_Problem description:_ Extract exactly the range of lines bounded by the line containing "Output form: <point>628,19</point>" and the final line of the listing, both ends included, and no other lines.

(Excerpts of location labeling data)
## START

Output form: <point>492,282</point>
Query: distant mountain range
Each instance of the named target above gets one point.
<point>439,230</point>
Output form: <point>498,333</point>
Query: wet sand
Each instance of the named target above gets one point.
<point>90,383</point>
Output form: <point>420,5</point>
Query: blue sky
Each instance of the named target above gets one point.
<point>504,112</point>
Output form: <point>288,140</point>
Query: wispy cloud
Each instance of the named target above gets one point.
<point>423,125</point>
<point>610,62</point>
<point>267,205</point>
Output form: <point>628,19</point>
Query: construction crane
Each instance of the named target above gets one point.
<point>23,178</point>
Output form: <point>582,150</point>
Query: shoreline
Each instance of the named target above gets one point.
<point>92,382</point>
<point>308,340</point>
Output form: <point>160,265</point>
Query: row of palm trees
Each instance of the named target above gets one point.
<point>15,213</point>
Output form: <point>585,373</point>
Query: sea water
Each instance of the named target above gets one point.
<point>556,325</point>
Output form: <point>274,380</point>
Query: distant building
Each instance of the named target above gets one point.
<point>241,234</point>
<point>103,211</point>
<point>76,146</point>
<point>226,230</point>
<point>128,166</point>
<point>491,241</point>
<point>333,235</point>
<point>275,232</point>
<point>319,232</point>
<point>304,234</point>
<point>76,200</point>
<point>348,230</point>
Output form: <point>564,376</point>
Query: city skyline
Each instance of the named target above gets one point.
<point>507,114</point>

## END

_Answer to the exercise:_
Output form: <point>628,19</point>
Query: construction crane
Each instance of the named target above gets one point.
<point>23,178</point>
Output form: <point>582,150</point>
Query: shoreline
Each instance of the named target above gets one point.
<point>92,382</point>
<point>308,340</point>
Output form: <point>160,265</point>
Query: row of palm trees
Each instance of the named target above gets one point.
<point>15,213</point>
Output form: <point>585,373</point>
Query: sea water
Each instance of the named target above gets one point.
<point>556,325</point>
Output form: <point>274,380</point>
Query: distant building
Each instance of the named target above gets one point.
<point>241,234</point>
<point>103,211</point>
<point>76,146</point>
<point>226,230</point>
<point>128,166</point>
<point>491,241</point>
<point>333,235</point>
<point>275,232</point>
<point>319,232</point>
<point>304,234</point>
<point>76,200</point>
<point>348,230</point>
Output form: <point>564,376</point>
Query: city skyline
Each instance of the named target above gets one point.
<point>507,114</point>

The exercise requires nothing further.